- [Data for this exercise]
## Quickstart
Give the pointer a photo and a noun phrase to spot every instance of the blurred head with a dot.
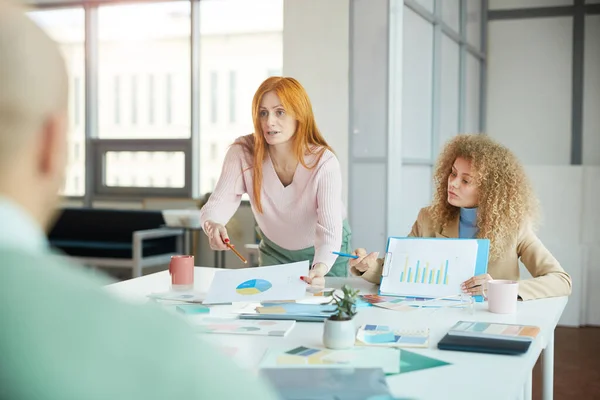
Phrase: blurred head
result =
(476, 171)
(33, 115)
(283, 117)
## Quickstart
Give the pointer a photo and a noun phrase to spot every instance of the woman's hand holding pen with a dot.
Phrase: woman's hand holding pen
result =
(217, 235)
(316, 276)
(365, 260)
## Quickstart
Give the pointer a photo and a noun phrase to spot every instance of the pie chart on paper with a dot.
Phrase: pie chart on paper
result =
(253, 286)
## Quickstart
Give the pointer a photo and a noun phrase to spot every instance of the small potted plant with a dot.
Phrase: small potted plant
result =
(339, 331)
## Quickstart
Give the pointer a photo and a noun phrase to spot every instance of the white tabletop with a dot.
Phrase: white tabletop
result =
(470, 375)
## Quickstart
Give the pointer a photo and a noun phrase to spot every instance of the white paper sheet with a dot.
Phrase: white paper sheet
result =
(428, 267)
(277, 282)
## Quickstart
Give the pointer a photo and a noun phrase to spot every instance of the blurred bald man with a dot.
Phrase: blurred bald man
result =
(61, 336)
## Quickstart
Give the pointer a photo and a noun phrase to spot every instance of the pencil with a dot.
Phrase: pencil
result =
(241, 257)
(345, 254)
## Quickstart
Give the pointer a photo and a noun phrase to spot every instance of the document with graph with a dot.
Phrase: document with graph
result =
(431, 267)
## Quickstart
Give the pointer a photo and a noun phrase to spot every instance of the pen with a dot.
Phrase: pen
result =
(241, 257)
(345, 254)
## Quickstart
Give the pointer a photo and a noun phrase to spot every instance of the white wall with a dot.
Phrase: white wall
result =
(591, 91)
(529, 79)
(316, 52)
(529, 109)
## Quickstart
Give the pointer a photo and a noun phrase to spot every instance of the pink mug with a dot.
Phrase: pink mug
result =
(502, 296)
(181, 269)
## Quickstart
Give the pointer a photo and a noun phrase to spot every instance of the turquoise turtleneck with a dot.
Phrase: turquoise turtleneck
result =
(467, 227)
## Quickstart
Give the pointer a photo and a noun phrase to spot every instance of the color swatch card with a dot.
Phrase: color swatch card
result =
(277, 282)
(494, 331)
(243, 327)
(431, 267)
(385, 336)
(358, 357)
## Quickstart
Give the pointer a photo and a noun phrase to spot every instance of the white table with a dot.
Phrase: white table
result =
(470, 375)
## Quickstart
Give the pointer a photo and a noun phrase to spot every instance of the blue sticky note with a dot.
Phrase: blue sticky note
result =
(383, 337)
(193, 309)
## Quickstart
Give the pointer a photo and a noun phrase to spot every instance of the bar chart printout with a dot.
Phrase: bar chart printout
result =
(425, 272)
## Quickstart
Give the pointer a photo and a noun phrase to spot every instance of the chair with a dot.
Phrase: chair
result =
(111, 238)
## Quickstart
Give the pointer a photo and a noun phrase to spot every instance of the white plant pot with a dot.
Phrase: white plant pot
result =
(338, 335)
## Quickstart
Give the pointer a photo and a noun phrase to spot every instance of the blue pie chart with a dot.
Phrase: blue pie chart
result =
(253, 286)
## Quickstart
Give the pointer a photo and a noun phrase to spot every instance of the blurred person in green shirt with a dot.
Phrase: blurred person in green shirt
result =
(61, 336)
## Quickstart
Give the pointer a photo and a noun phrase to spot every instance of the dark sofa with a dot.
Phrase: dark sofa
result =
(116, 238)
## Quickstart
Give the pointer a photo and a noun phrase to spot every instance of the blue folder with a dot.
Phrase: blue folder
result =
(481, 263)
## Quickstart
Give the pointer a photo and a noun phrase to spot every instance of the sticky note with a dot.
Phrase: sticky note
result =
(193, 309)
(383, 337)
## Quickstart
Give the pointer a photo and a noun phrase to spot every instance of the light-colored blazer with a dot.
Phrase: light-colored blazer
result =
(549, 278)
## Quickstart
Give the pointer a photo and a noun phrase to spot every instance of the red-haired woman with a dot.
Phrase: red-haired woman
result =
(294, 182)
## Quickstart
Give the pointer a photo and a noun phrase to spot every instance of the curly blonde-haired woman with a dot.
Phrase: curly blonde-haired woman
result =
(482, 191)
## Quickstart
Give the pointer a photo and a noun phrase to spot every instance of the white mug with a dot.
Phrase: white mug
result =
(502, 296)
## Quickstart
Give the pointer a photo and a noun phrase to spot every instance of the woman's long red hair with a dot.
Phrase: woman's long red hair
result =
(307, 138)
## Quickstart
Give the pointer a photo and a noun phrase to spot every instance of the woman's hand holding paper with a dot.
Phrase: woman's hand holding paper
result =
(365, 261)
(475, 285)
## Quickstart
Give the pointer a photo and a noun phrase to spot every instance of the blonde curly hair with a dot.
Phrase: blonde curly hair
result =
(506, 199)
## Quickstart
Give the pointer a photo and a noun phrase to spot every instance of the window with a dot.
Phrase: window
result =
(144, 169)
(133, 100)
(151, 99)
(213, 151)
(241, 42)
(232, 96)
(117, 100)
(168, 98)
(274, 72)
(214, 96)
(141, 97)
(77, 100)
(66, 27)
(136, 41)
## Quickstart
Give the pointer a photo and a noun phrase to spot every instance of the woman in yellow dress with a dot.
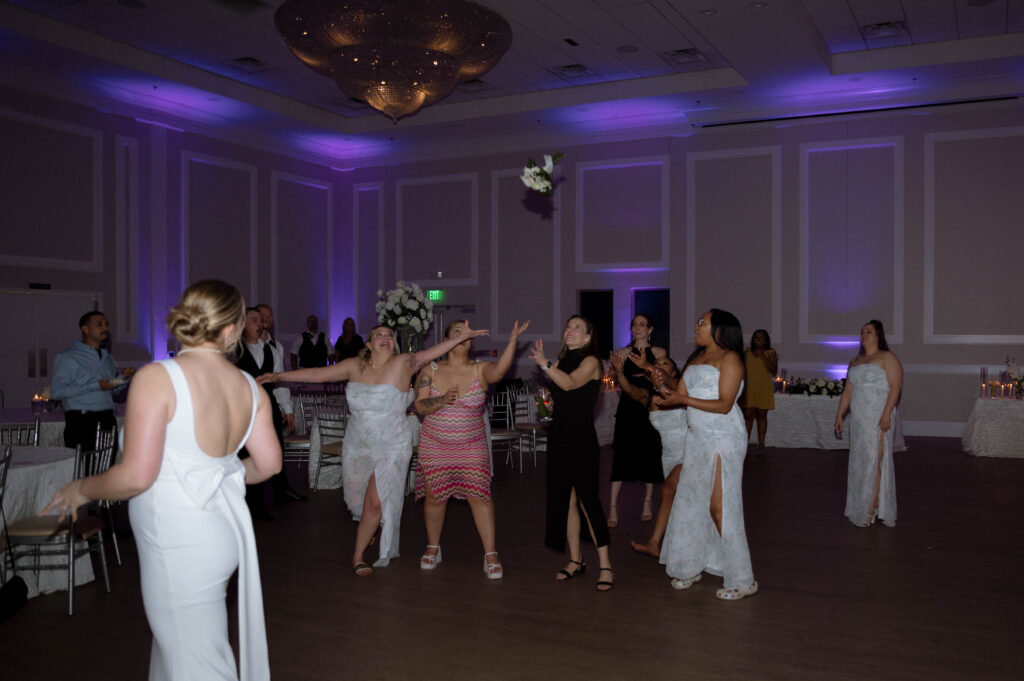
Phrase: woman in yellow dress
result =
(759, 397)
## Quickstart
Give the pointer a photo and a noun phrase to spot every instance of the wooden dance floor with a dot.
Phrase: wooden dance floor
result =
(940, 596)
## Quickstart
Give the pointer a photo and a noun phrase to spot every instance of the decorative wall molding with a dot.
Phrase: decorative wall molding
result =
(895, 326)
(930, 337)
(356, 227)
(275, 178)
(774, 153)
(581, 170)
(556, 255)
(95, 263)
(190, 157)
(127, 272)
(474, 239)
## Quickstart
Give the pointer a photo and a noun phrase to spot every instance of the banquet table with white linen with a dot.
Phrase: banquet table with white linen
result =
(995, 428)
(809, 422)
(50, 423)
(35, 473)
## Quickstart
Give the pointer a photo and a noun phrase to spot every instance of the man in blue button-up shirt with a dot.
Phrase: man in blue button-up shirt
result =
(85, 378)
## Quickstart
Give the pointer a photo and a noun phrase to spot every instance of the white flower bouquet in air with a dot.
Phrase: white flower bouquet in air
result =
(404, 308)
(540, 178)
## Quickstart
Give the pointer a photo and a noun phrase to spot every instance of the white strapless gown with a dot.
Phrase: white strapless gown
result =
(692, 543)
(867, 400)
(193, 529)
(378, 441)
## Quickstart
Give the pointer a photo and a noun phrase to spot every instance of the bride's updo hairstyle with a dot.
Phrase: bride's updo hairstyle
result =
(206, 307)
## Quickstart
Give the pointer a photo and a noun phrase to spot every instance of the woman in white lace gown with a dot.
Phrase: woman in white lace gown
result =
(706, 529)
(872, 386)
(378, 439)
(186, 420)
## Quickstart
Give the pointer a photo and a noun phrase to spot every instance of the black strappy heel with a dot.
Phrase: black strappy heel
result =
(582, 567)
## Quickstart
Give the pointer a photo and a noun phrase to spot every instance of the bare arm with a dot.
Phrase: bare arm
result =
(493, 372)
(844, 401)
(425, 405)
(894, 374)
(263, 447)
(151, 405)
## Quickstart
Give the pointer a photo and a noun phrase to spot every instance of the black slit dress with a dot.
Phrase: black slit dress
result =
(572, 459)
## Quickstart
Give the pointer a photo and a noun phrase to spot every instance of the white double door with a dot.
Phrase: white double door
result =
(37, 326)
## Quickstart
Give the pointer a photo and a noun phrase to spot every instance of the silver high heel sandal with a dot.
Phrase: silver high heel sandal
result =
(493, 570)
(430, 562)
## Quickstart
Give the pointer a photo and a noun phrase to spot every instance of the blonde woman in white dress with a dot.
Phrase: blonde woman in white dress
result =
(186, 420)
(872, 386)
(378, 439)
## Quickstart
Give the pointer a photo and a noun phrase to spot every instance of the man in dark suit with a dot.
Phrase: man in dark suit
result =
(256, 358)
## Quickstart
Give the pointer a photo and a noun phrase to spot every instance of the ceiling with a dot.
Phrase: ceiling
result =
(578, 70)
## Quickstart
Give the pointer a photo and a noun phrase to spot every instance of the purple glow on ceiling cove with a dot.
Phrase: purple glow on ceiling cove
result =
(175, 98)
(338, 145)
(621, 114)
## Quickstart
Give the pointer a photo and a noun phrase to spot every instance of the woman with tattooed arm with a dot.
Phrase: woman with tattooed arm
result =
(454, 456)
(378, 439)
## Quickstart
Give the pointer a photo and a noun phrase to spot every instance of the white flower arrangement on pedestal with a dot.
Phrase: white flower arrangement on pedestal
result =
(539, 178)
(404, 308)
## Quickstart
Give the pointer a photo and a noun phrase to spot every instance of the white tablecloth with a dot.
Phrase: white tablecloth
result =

* * *

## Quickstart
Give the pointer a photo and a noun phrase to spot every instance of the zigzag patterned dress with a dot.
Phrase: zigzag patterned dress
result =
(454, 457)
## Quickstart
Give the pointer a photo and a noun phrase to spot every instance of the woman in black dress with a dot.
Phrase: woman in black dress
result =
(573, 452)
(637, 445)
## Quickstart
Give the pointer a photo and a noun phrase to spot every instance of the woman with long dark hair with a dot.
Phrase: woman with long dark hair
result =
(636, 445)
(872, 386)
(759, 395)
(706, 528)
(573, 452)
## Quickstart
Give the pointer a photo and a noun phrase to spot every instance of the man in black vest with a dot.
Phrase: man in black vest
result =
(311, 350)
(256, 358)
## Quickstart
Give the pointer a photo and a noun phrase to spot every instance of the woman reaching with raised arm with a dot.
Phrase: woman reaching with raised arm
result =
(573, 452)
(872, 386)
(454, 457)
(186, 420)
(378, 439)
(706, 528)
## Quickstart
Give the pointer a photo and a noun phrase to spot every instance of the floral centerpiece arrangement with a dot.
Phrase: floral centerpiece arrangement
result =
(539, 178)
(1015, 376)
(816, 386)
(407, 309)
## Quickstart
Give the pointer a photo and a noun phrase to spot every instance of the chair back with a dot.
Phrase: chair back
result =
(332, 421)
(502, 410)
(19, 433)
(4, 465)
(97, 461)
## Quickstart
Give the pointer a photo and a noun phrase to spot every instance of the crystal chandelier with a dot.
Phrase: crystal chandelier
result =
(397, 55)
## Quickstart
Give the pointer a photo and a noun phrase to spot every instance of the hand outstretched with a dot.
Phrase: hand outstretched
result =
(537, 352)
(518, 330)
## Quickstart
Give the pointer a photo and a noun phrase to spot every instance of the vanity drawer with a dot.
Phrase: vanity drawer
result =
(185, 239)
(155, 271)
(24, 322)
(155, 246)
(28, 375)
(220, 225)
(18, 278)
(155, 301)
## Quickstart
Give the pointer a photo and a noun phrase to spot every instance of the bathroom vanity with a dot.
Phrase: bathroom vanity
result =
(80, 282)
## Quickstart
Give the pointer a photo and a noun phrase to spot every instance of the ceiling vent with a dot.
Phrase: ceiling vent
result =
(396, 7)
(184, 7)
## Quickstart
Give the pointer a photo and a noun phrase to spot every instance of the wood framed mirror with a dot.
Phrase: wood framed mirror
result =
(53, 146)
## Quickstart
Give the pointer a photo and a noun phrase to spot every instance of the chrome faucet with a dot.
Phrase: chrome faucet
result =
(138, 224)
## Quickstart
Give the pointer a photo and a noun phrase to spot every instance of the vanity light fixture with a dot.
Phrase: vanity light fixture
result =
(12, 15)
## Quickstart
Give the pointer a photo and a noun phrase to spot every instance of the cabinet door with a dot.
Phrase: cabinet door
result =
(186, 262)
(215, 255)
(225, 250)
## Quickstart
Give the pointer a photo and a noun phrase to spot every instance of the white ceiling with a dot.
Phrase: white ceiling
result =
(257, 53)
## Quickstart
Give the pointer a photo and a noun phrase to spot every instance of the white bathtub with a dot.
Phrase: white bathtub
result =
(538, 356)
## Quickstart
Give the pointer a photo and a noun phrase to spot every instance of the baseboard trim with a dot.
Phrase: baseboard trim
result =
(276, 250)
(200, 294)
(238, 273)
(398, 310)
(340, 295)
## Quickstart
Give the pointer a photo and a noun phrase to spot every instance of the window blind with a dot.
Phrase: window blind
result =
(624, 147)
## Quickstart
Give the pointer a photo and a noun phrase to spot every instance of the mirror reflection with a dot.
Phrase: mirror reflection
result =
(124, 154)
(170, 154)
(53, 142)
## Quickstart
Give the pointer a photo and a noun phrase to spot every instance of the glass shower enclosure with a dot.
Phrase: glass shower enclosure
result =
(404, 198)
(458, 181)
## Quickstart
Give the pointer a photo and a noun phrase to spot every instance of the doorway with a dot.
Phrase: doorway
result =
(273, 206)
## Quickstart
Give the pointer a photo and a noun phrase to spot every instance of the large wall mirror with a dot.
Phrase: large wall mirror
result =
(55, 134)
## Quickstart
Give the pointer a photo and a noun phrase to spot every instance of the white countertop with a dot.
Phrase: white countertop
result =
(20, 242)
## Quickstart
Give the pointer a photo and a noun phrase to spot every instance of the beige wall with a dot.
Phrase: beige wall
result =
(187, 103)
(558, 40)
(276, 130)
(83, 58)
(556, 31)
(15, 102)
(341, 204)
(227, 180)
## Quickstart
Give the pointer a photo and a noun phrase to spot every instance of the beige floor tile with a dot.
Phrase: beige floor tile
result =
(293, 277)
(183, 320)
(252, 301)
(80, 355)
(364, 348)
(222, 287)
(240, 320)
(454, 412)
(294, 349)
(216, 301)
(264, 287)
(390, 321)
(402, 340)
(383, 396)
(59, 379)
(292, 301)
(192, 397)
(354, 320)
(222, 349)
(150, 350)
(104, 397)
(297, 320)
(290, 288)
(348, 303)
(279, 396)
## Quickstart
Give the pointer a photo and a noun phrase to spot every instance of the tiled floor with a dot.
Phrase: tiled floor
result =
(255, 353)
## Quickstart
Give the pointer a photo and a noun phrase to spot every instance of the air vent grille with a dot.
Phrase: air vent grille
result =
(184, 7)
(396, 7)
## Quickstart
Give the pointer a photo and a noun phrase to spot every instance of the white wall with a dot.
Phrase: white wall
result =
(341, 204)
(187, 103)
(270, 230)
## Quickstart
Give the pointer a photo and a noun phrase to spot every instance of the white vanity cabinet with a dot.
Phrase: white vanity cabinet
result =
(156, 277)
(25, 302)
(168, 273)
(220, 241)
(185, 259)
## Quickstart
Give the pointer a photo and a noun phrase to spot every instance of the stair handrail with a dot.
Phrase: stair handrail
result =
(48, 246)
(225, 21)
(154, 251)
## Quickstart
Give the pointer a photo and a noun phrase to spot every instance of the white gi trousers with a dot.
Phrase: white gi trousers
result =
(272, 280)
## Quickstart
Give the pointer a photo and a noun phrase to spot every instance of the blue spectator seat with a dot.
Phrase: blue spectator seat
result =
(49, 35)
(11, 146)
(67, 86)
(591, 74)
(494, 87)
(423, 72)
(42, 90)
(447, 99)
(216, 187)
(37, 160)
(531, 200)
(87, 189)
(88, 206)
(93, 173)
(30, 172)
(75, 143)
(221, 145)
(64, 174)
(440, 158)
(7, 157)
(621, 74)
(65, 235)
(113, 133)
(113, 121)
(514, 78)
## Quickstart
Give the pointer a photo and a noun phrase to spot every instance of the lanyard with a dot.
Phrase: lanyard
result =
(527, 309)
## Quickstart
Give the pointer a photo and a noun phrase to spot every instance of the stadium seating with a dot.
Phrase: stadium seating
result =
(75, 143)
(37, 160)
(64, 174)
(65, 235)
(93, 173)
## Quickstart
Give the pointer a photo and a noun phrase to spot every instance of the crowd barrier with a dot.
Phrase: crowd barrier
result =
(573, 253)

==

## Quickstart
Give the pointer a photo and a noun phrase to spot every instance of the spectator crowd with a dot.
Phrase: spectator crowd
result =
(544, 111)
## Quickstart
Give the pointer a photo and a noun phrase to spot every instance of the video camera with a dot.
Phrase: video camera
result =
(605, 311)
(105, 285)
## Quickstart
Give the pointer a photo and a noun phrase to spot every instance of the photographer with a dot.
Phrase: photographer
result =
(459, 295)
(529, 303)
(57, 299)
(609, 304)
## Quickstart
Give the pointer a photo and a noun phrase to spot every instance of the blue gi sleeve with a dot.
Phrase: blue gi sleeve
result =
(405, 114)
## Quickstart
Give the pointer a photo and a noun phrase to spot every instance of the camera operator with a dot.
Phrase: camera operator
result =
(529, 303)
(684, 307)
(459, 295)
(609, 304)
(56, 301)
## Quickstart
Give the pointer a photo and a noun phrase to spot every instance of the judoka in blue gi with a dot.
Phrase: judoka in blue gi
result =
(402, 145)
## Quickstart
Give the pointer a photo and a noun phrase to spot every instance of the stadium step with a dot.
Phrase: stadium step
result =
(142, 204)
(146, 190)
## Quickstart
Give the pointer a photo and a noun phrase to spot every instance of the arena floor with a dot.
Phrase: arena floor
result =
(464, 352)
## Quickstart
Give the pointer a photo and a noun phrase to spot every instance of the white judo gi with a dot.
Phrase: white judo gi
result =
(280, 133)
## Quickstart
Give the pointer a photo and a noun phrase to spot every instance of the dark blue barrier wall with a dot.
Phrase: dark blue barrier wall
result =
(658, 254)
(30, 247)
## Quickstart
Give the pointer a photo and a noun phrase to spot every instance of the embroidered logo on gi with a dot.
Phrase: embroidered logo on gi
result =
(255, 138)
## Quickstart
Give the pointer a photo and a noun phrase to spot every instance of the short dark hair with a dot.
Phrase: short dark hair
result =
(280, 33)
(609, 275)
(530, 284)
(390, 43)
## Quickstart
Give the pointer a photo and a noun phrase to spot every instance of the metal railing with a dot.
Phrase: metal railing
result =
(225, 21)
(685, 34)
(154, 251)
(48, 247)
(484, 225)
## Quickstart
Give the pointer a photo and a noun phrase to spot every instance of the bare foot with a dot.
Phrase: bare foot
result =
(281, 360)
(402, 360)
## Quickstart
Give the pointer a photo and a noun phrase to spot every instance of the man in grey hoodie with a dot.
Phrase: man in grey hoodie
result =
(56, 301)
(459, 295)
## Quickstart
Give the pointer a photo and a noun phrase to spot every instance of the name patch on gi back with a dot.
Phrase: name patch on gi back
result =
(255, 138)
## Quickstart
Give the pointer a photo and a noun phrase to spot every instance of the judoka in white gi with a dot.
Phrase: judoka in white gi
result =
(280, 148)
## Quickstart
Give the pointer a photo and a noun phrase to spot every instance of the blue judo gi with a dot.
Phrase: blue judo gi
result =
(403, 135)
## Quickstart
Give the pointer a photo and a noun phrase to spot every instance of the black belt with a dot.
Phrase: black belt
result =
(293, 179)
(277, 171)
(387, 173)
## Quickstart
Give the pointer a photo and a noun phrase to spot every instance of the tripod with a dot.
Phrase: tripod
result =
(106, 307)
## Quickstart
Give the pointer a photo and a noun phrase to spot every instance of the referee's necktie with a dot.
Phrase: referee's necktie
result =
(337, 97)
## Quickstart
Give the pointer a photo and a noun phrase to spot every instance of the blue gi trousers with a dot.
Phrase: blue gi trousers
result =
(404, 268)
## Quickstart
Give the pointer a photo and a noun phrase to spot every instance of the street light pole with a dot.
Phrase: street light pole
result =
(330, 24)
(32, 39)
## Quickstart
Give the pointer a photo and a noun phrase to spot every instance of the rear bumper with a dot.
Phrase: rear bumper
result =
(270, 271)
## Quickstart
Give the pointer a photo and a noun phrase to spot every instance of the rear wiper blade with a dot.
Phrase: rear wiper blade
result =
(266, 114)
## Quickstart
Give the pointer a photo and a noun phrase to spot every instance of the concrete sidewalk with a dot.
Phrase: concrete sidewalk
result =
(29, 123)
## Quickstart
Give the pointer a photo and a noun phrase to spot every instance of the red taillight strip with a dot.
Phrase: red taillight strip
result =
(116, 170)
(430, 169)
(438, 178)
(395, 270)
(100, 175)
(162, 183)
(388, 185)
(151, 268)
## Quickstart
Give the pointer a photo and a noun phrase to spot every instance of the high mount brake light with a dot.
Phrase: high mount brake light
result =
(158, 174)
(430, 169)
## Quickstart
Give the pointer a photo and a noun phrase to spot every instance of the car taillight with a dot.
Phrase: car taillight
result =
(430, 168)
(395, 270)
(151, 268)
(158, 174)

- [What you will do]
Find each line in the records above that contains "person", and copy it.

- [Task solution]
Give the pointer a photo and a noun phrase to spot every instance of the blurred person in green shirt with a dot.
Phrase: blurred person in green shirt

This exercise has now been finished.